_Task details_. Continue the biographical article on Alimorad Farshchian, starting right after its final sentence.

_Document passage_.
*** Begin section ***
- Born: April 2, 1962 (age 64) Tehran, Iran
- Other name: A.J. Farshchian
- Education: Spartan Health Sciences University
- Known for: The Center for Regenerative Medicine
- Spouse: Maria Barba ​(m. 1992⁠–⁠2015)​
- Children: 2
- Father: Mahmoud Farshchian

= Alimorad Farshchian =

American physician (born 1962)

Alimorad Farshchian (born April 2, 1962) is an Iranian-born American medical doctor, medical author, and philanthropist. He is the founding director of The Center for Regenerative Medicine, which opened in 2000 in order to pursue pioneering regimens in the treatment of arthritis and other autoimmune diseases.

He coined the term "orthopedic regenerative medicine" and “Neuroregenesis” to characterize his groundbreaking work. Since the center's creation, he has limited himself to non-surgical orthopedics and sports medicine. For the 2012 London Olympics, Farshchian served as a consulting Orthopedic Regenerative Medicine physician for the Team USA track-and-field team. He lives in Miami, Florida.

==Education and early career==
Farshchian earned his M.D. degree from Spartan Health Sciences University in St. Lucia in 1987. The following year, he joined the research staff at the State University of New York Downstate Medical Center in Brooklyn, New York, and the New York Research Foundation. He completed his internship at The University of Tennessee College of Medicine.

In 1994, he relocated to Philadelphia and completed additional medical education in a program affiliated with the University of Pennsylvania. He began his private medical practice in Hawaii in 1997. Two years later, he relocated to Miami.

== Career ==
In 2000, he founded The Center for Regenerative Medicine. He received Board certification in 1997. He is a member of the American Academy of Anti-Aging Medicine. Host of The Arthritis Show, the first TV series to chronicle the experiences of patients with chronic arthritis and sports injuries (2011–present).

=== Innovative treatments for neurodegenerative diseases ===
Since July 2016, Farshchian has focused on developing innovative new treatments for major neurodegenerative diseases such as dementia, Parkinson's disease and Alzheimer's disease. Parkinson' stem cells project is a non-invasive treatment he has developed uses the re-injection of stem cells taken from the patient. Preliminary research indicates the therapy can possibly improve the debilitating symptoms caused by neurodegenerative diseases. Since 2011, Farshchian has integrated the use of tai chi, yoga and qigong into his treatment plans for patients with arthritis and sports injuries. His results have demonstrated the effectiveness of additional, non-traditional therapies for many patients.
*** End section ***
_Provided information_.
*** Begin section ***
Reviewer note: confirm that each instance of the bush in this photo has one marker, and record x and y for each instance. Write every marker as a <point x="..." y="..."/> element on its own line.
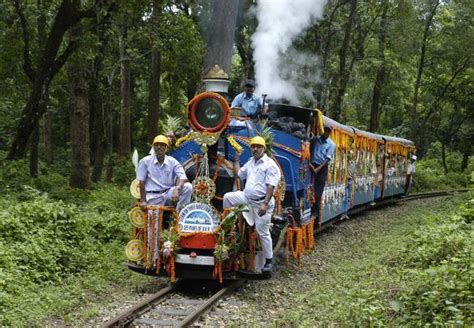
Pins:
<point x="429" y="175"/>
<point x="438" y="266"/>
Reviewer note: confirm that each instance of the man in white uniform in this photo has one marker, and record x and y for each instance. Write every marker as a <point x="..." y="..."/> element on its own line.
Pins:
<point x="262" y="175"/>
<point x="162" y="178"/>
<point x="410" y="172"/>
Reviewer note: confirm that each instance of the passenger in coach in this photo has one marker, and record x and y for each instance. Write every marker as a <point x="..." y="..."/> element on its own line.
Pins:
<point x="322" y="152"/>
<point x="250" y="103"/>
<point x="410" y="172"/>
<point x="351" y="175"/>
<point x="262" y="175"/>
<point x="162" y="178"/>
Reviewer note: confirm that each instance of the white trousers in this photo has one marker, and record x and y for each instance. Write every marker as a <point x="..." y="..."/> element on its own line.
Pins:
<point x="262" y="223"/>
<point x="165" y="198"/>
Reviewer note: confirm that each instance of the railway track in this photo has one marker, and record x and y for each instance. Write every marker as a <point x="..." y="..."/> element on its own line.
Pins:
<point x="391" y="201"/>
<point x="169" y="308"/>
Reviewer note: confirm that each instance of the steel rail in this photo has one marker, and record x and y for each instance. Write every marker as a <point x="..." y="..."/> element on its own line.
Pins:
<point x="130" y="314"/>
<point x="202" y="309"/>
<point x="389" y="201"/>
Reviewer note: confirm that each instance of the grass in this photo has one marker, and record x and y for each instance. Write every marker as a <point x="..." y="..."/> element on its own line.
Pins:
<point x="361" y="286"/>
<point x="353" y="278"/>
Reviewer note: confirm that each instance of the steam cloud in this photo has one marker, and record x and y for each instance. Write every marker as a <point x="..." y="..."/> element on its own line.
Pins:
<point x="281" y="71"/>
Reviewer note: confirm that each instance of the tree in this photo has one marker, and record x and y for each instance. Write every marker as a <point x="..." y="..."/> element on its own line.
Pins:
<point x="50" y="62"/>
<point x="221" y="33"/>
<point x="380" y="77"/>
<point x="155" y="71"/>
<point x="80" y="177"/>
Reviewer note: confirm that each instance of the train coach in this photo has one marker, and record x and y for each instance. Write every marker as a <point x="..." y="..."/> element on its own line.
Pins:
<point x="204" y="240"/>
*** End section ***
*** Begin section ***
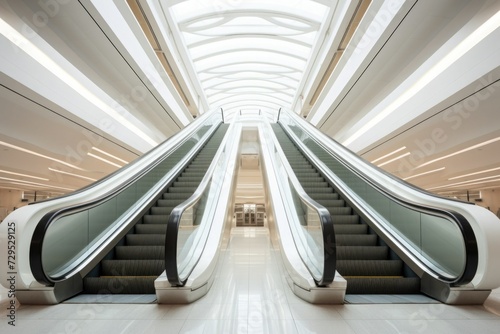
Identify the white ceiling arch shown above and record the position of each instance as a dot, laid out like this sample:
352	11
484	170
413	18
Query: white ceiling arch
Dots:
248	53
*** End section ***
_Expected answer_.
=== Treatment of Michael Jackson ===
Farshchian is best known on a worldwide basis for his treatment of pop superstar Michael Jackson, from April 2001 until December 2003. He initially treated Jackson for an ankle injury that hampered his ability to perform. Still, after a close personal friendship developed, Farshchian attempted to intervene and cure Jackson of his addiction to Demerol. Farshchian convinced Jackson and his family that an implanted chip of the medication Naltrexone, which inhibits the effects of narcotics such as Demerol, could help the singer wean himself off Demerol. The treatment was successful. During his treatment, Jackson traveled multiple times to Miami, where he stayed in a private room created for him in Farshchian's garage. Farschian also visited Jackson and his family at the celebrity's Neverland Ranch in Southern California.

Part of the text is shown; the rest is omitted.